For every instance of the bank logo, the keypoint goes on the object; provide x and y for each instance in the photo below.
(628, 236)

--------------------------------

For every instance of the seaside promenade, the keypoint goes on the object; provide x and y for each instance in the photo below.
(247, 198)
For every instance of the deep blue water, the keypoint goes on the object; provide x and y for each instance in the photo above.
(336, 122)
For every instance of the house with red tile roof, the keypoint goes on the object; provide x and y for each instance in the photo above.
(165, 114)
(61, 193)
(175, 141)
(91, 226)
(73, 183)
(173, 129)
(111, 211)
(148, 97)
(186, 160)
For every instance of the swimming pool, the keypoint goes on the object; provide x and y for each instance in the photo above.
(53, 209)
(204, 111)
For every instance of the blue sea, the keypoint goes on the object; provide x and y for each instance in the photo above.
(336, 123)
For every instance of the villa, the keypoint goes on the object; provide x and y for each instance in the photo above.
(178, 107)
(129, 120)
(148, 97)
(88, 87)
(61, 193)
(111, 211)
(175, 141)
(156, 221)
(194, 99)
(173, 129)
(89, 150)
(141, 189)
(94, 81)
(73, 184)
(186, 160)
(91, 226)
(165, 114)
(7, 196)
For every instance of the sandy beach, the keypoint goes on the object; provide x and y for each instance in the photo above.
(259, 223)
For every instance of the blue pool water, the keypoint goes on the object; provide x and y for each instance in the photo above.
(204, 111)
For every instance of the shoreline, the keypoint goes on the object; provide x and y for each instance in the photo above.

--------------------------------

DIRECTIONS :: Reproduce word for word the lines of the listing above, starting with the line that contains "For every instance of the blue pool" and going on through the line that contains "For every instance of the shoreline, the", with both of those lines included.

SOLUTION ::
For every instance of the blue pool water, the keypoint goes on the object; provide x and y for each instance in the photo above.
(204, 111)
For every instance of the shoreline, the keypoint goes on the object; provide x and y for each instance in the photo above.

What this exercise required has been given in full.